▼

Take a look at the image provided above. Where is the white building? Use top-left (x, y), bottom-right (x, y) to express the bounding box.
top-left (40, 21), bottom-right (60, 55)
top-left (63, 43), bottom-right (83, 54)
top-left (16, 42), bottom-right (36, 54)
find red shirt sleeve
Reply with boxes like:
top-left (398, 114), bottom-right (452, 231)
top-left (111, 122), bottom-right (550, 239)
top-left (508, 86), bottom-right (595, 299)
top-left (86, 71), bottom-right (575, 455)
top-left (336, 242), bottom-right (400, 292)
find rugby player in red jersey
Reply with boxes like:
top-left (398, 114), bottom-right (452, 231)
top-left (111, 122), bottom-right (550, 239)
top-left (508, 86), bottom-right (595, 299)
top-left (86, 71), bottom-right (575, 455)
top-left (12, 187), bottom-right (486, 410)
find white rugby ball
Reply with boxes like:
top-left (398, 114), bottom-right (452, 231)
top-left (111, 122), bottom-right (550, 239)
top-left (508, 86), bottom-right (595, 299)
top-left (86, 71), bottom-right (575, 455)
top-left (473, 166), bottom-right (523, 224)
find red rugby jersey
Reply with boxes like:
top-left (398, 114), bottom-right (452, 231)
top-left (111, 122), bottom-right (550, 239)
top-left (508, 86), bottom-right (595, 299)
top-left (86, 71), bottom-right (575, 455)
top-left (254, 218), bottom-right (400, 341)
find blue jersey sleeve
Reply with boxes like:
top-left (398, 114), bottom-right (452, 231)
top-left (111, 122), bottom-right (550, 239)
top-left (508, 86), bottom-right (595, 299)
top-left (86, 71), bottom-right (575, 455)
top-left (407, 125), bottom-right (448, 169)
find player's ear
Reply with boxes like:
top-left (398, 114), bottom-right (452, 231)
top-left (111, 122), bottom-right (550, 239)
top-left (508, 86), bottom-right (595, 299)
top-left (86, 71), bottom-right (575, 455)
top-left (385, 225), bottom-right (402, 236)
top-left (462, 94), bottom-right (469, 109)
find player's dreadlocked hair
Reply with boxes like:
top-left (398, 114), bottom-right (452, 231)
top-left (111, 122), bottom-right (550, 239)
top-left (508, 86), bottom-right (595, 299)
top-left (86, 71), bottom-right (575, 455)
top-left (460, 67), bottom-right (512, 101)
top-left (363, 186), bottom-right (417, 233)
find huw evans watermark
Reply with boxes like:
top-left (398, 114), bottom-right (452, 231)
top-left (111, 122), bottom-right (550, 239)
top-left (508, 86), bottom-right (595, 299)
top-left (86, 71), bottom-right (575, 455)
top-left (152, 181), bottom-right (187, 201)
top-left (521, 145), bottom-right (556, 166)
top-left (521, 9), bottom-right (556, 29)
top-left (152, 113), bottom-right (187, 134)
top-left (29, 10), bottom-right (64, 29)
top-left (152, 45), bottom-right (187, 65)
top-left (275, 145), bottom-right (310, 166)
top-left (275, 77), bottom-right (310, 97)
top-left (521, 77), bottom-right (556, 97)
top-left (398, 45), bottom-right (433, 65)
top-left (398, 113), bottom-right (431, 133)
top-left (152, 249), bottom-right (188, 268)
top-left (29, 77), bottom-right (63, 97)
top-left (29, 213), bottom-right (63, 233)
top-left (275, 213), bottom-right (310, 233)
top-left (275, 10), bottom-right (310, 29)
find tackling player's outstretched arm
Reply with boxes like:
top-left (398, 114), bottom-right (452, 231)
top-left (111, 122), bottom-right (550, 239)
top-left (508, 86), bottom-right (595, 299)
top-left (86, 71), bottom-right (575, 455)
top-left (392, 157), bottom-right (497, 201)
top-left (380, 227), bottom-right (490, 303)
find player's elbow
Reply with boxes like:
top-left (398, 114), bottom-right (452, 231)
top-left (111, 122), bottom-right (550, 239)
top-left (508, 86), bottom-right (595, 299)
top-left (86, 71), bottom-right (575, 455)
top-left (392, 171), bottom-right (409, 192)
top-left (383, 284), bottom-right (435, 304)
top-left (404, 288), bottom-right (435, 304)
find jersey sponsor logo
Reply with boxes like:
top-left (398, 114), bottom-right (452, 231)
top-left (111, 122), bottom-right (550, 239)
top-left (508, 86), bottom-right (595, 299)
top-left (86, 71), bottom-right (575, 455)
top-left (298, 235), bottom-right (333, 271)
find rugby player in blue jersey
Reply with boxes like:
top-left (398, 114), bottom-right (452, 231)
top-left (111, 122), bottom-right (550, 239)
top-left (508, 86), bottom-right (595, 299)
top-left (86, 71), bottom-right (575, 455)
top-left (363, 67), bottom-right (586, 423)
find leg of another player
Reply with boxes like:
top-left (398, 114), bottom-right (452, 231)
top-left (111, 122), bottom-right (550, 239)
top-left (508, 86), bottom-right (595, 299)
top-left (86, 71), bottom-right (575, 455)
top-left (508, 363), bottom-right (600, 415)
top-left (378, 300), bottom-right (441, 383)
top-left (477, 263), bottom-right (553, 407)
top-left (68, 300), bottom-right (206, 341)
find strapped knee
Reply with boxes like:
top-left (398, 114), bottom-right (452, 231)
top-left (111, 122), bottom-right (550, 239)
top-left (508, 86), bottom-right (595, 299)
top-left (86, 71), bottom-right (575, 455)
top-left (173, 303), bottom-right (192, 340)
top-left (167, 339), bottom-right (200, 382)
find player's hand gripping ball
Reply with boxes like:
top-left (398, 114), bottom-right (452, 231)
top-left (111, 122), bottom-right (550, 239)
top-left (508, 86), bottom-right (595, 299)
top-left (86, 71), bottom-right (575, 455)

▲

Given instruction.
Lay out the records from the line containing "find red rugby jersey" through the line containing "top-left (462, 94), bottom-right (469, 109)", both included, as a numbered list with one line per item and blank lines omitted.

Task result.
1. find red rugby jersey
2. Reply with boxes like:
3. top-left (398, 114), bottom-right (452, 231)
4. top-left (111, 122), bottom-right (550, 239)
5. top-left (508, 86), bottom-right (595, 299)
6. top-left (86, 71), bottom-right (575, 455)
7. top-left (254, 218), bottom-right (400, 341)
8. find blue jersey sleeve
9. Reply with boxes like:
10. top-left (398, 114), bottom-right (452, 231)
11. top-left (111, 122), bottom-right (550, 239)
12. top-left (508, 86), bottom-right (595, 299)
13. top-left (86, 71), bottom-right (575, 455)
14. top-left (407, 125), bottom-right (448, 169)
15. find player's ear
16. Reply with boxes like:
17. top-left (398, 114), bottom-right (452, 231)
18. top-left (111, 122), bottom-right (550, 239)
19. top-left (508, 86), bottom-right (595, 299)
20. top-left (86, 71), bottom-right (575, 455)
21. top-left (385, 225), bottom-right (402, 236)
22. top-left (462, 94), bottom-right (469, 109)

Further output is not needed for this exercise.